> _TEXTE FOURNI_:

Soir 2 -
Causette à la buvette avec Lucie Leguay, cheffe d’orchestre

le vendredi 10 septembre,
à 21h20...

propos recueillis par
Corinne Schneider

Je suis heureuse de participer à ce nouveau Festival qui réunit autant d’ensembles de qualité, avec cette idée si intéressante de réunir quelques musiciens de chaque ensemble dans deux concerts croisés. Evidemment, la musique de création demande beaucoup de précision et il faut adapter sa technique de direction à ce répertoire : les gestes sont différents. Je trouve beaucoup de plaisir dans cette immersion festivalière à écouter et voir diriger tous les chefs invités : Julien Leroy, Guillaume Bourgogne, Jean Deroyer, Léo Margue… Ils ont chacun une personnalité très marquée, mais un point commun : une très grande précision dans leurs gestes.

En tant que cheffe assistante de Matthias Pintscher à l’Ensemble Contemporain et aussi en travaillant avec Peter Eötvös à Budapest, j’ai beaucoup appris à la fois sur la direction d’orchestre mais aussi sur la création, car ils sont tous les deux de très grands compositeurs. Avec Peter Eötvos, c’est l’école de la précision et du détail ! Chaque note, chaque son a une signification avec le geste. Sa personnalité est peut-être plus introvertie que celle de Matthias Pintscher, mais très généreuse. Matthias Pintscher a tissé une relation très particulière avec les musiciens de l’Ensemble Intercontemporain : ils sont très proches. Il est si inspirant lorsqu’il amène les musiciens à découvrir une œuvre nouvelle ; il a une manière bien à lui, joyeuse, d’amener l’ensemble vers la découverte, qui respire et qui inspire.

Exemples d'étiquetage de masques
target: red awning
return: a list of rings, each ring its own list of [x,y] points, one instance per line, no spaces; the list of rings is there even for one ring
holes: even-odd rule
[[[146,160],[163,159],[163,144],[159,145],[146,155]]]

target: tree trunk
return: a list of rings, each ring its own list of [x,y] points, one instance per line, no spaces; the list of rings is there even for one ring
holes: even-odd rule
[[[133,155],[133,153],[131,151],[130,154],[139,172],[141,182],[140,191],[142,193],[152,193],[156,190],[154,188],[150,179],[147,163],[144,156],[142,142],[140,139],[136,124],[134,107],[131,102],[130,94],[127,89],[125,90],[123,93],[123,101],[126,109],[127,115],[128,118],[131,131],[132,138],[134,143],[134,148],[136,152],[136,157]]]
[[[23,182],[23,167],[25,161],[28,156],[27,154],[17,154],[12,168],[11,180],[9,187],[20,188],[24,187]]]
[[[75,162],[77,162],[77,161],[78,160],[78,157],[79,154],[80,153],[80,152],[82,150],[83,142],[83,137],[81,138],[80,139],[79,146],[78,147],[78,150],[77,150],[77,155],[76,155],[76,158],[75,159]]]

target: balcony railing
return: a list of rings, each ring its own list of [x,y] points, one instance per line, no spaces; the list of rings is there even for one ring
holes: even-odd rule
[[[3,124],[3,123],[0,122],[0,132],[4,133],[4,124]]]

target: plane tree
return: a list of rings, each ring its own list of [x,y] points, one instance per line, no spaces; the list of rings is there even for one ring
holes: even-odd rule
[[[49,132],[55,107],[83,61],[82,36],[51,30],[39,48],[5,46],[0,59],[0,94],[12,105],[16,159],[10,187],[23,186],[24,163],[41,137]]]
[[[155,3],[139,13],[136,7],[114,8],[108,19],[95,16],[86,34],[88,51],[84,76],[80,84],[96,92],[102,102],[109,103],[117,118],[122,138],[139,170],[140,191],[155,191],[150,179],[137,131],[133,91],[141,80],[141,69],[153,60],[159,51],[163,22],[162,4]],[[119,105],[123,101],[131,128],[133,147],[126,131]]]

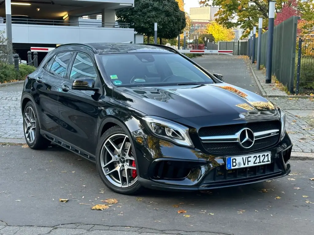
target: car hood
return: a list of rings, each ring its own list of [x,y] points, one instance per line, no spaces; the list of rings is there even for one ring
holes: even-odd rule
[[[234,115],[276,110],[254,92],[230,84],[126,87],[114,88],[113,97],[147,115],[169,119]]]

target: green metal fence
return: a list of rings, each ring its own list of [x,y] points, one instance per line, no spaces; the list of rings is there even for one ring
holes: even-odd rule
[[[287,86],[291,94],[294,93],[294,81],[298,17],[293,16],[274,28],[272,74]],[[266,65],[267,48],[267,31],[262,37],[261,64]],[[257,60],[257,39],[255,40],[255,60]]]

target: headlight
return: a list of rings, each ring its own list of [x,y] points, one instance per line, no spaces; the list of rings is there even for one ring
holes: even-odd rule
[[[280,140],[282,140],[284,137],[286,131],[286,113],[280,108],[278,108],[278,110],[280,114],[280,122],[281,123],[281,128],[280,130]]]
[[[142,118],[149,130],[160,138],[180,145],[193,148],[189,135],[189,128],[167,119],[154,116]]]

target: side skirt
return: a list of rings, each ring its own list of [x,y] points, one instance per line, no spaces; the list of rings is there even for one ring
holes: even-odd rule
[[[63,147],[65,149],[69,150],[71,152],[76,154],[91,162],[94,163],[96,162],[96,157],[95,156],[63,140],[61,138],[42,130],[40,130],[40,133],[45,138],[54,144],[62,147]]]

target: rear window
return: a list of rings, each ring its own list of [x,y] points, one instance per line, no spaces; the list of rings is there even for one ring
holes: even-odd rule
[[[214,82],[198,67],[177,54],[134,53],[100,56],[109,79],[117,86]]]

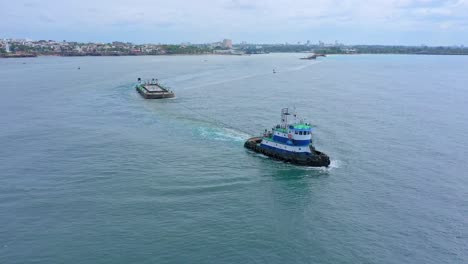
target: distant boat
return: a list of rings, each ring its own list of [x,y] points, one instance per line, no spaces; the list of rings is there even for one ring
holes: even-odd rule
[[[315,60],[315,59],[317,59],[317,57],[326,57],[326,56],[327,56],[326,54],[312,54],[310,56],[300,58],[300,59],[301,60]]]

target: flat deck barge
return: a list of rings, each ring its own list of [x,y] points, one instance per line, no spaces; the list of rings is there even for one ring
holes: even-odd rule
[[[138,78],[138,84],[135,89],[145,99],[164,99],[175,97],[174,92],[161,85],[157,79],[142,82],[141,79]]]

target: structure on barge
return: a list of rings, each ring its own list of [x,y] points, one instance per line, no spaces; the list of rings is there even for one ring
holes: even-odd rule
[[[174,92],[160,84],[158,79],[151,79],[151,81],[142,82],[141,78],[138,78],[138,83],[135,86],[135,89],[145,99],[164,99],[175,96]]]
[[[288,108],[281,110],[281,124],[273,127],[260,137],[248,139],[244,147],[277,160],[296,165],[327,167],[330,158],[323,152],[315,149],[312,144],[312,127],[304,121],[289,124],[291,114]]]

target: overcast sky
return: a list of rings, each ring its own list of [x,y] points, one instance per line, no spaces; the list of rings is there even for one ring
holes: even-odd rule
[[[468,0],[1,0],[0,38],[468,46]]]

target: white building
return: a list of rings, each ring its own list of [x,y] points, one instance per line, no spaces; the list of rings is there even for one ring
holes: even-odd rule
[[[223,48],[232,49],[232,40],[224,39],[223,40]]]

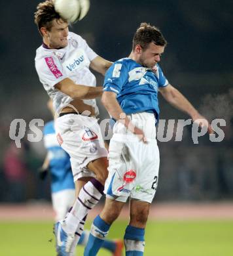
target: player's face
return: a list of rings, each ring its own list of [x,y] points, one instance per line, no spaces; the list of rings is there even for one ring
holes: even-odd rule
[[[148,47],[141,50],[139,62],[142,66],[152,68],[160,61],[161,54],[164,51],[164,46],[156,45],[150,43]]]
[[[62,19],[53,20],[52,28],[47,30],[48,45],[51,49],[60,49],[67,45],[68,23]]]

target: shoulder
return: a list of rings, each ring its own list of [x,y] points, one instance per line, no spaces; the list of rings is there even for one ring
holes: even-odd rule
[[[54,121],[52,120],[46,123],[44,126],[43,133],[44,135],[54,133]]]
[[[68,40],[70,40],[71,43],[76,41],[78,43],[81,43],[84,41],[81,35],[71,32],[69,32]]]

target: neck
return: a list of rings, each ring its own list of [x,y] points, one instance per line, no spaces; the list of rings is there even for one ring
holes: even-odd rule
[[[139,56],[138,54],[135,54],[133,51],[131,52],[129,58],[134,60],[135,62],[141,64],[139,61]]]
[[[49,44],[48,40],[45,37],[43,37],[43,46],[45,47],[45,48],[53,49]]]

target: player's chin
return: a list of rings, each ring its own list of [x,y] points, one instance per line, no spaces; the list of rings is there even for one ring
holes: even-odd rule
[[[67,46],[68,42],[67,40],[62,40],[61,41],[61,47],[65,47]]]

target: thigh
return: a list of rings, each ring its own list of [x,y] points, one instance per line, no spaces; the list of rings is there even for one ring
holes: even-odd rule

> _CONSIGNE_:
D'après l'entretien avec Lucie Leguay, quel point commun partagent tous les chefs invités au festival ?

> _CORRIGÉ_:
Ils ont tous une très grande précision dans leurs gestes.